====== Zeilen zur Übung

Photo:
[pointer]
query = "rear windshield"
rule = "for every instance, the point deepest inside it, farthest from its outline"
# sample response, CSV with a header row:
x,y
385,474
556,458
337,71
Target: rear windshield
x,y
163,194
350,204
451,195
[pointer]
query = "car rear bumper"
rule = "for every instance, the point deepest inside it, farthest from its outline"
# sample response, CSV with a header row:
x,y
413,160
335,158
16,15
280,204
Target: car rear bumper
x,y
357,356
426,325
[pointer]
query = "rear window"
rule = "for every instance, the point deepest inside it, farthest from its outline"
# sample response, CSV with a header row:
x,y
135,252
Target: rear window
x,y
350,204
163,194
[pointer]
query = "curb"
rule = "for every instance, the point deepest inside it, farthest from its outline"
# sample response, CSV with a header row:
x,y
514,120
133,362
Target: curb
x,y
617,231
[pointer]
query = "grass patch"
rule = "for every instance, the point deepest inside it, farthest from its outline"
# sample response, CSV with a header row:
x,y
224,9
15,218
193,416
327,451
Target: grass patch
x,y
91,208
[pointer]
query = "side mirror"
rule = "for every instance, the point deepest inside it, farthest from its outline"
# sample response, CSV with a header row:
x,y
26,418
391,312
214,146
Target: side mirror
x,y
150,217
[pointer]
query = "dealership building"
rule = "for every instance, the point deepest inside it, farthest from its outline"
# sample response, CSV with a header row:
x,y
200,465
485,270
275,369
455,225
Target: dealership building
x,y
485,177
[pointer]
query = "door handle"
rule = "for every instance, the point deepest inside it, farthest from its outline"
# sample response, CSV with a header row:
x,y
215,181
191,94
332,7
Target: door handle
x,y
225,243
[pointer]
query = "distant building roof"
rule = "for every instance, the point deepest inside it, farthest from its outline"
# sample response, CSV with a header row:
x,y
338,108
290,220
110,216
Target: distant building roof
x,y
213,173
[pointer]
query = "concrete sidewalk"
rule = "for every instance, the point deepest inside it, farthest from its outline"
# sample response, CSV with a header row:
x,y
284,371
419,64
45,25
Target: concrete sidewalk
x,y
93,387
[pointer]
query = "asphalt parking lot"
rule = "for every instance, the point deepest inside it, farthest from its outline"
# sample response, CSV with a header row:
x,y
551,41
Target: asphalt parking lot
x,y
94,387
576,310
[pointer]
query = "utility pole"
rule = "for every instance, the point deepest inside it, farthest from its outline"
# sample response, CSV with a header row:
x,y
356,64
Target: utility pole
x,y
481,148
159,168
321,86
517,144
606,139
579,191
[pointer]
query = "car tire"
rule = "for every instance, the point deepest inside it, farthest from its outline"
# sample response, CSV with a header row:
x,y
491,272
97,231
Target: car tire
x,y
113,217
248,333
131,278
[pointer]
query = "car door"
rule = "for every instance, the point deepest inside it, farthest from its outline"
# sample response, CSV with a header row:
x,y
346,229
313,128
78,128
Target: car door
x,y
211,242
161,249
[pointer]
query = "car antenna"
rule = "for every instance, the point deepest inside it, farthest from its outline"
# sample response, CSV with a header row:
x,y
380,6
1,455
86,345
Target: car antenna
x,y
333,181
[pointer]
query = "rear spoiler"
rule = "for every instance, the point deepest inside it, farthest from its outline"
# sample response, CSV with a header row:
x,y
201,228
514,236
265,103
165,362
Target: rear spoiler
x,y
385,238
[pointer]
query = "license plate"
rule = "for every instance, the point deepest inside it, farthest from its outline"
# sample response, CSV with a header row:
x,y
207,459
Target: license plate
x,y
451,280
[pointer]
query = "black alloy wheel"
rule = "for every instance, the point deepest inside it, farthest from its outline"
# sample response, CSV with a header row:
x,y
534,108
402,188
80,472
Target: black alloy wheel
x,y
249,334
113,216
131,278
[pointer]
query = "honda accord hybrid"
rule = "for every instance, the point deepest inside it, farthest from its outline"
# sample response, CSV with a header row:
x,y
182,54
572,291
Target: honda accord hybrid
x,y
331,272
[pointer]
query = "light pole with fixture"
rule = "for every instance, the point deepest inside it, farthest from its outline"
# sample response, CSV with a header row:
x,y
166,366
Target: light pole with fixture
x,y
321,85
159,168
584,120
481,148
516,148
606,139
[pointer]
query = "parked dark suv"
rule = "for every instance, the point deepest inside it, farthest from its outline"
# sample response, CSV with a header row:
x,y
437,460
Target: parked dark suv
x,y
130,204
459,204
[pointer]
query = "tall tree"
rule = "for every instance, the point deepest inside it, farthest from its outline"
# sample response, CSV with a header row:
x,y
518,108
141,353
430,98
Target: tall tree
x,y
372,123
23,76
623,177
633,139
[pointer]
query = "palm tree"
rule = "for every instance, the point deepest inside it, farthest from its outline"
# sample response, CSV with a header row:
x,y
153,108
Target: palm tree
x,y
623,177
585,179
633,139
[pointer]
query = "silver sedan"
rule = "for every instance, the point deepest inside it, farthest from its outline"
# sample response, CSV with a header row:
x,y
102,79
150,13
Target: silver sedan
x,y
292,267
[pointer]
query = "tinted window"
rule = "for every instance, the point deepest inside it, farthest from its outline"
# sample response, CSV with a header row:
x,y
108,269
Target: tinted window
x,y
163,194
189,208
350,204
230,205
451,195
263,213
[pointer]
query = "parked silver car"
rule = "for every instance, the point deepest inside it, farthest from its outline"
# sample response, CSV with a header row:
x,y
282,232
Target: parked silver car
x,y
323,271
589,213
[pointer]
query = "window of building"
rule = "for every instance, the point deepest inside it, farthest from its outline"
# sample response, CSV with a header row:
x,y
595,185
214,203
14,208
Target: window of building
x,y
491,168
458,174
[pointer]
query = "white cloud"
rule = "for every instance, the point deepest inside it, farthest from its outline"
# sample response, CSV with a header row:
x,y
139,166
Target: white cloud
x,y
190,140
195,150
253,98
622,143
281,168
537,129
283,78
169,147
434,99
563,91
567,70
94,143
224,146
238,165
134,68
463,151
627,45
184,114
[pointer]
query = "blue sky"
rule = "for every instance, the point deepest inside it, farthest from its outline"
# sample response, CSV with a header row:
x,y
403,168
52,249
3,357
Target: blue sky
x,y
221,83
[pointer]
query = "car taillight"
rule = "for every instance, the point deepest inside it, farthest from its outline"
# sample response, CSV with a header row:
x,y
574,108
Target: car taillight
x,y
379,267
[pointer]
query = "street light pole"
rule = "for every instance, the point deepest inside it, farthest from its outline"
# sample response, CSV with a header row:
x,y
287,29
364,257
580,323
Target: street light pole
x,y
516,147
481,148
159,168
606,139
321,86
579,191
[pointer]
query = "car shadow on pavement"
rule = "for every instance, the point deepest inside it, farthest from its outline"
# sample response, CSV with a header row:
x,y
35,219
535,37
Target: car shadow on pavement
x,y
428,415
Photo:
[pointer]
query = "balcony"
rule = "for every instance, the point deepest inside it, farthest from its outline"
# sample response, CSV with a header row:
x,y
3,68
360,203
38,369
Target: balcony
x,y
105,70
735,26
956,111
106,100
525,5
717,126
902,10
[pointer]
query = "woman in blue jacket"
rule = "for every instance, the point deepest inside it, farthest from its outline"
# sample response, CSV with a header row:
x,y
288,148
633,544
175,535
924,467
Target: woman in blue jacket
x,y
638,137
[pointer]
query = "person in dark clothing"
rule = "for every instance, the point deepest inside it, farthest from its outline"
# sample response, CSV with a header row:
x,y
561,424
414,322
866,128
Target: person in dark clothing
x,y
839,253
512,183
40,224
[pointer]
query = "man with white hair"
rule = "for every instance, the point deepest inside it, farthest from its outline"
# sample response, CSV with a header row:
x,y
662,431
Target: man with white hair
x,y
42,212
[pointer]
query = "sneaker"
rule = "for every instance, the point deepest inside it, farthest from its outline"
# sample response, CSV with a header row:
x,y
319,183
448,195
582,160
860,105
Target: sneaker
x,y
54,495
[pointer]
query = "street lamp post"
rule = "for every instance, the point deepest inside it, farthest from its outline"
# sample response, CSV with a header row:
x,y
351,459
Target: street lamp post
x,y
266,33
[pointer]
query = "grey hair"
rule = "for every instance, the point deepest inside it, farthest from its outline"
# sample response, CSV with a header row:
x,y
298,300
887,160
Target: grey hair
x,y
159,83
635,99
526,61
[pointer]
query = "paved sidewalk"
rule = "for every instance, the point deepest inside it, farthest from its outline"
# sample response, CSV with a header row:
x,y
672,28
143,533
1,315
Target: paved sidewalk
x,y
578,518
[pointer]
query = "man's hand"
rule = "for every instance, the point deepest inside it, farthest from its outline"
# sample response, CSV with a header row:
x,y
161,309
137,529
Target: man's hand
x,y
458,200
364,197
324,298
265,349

============

## Deine Aufgabe
Sammle bitte alle Zeilen oben, in denen die Zeichenfolge „license“ vorkommt, und gib sie unverändert wieder. Groß- und Kleinschreibung zählt dabei.

## Schriftliche Antwort
query = "license plate"
Target: license plate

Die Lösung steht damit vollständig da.